* **Records shown**:

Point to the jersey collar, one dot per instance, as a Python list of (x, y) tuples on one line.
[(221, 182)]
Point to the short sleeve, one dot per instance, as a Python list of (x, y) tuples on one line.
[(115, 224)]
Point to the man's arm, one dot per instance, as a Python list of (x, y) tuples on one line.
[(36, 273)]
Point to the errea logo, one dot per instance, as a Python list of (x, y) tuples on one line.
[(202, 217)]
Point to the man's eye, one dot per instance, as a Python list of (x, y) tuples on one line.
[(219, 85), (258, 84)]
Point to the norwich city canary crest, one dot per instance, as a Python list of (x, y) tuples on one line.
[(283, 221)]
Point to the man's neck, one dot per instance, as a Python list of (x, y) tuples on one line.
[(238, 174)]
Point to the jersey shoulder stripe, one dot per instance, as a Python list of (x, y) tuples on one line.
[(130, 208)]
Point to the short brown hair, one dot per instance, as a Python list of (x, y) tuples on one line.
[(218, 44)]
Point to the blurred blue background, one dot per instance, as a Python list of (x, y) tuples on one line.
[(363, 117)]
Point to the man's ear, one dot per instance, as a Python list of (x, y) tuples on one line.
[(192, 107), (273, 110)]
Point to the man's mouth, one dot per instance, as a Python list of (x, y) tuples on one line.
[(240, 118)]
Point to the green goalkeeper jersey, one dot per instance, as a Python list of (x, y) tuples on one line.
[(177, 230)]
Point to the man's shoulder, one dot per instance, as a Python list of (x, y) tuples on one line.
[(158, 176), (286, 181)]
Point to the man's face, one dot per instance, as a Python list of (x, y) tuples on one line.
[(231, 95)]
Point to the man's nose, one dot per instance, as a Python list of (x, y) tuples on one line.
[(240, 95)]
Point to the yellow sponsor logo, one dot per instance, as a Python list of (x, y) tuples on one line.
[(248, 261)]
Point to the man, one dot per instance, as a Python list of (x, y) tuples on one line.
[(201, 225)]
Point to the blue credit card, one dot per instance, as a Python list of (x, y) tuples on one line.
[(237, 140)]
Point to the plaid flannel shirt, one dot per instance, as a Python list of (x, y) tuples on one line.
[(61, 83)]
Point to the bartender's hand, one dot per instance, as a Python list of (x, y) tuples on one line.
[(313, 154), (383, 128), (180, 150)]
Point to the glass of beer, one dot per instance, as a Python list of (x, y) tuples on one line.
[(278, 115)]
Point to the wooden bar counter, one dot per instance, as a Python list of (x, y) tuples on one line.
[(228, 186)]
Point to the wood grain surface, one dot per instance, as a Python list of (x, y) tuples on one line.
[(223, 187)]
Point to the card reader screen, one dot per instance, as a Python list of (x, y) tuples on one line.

* **Exercise objective**: The complete listing must be reproduced exactly as written.

* **Task output**:
Point to the jersey collar, one dot per instance, as a Python list of (x, y) tuples on one line.
[(221, 182)]
Point to the short sleeve, one dot per instance, as a Python list of (x, y) tuples on one line.
[(115, 224)]
Point to the man's arm, one dot per instance, as a Python list of (x, y) tuples on one line.
[(36, 273)]
Point to the errea logo, one dot per instance, as a Python list of (x, y) tuples on one line.
[(202, 217)]
Point to the man's eye, one dot per instance, as a Python list of (x, y) tuples on one line.
[(219, 85), (258, 84)]
Point to the norwich city canary crest, one dot per instance, as a Python list of (x, y) tuples on one line.
[(283, 221)]
Point to the man's neck, one dot per instance, as a Python list of (x, y) tuples on one line.
[(238, 174)]
Point to the jersey shoulder stripe, one dot per instance, as a Python list of (x, y) tuples on one line.
[(130, 208)]
Point to the short brown hair, one dot per instance, as a Python list of (x, y) tuples on one line.
[(218, 44)]
Point to the blurred blue background, one dot per instance, as a Python list of (x, y) tuples on one line.
[(363, 117)]
Point to the man's ear, one dot per instance, as a Python list of (x, y) tuples on one line.
[(192, 107), (273, 110)]
Point to the man's mouth, one dot per instance, as a Python list of (x, y) tuples on one line.
[(240, 118)]
Point to the green goalkeeper jersey, one dot per instance, as a Python list of (x, y) tuples on one line.
[(177, 230)]
Point to the man's shoulder, one dot per instance, as a Python list of (x, y) tuples on one line.
[(158, 176), (286, 181)]
Point to the man's face, one dot per instance, as a Python list of (x, y) tuples on one line.
[(231, 95)]
Point to the man's nose, one dot per instance, as a Python list of (x, y) tuples on one line.
[(240, 95)]
Point to the yellow sponsor logo, one dot per instance, as a Python list of (x, y) tuples on one line.
[(248, 261)]
Point to the man, one dot per instance, as a Python list of (x, y) tuples on one line.
[(201, 225)]
Point to the blue credit card, one dot per instance, as a Python list of (x, y) tuples on one line.
[(237, 140)]
Point to the plaid flannel shirt, one dot per instance, as a Python list of (x, y) tuples on one line.
[(61, 83)]
Point to the bartender's hand, one dot per instance, as a Python list of (x, y) tuples on one line.
[(313, 154), (383, 128), (180, 150)]
Point to the glass of beer, one dot per instance, as a Python list of (x, y) tuples on one line.
[(278, 115)]
Point to the wooden bar counter, one dot per instance, as a Python list of (x, y) tuples on one line.
[(228, 186)]
Point to the wood grain surface, one dot per instance, as a Python list of (x, y) tuples on one line.
[(223, 187)]
Point to the card reader screen, one dot per instance, as a Python list of (x, y) tuples on one line.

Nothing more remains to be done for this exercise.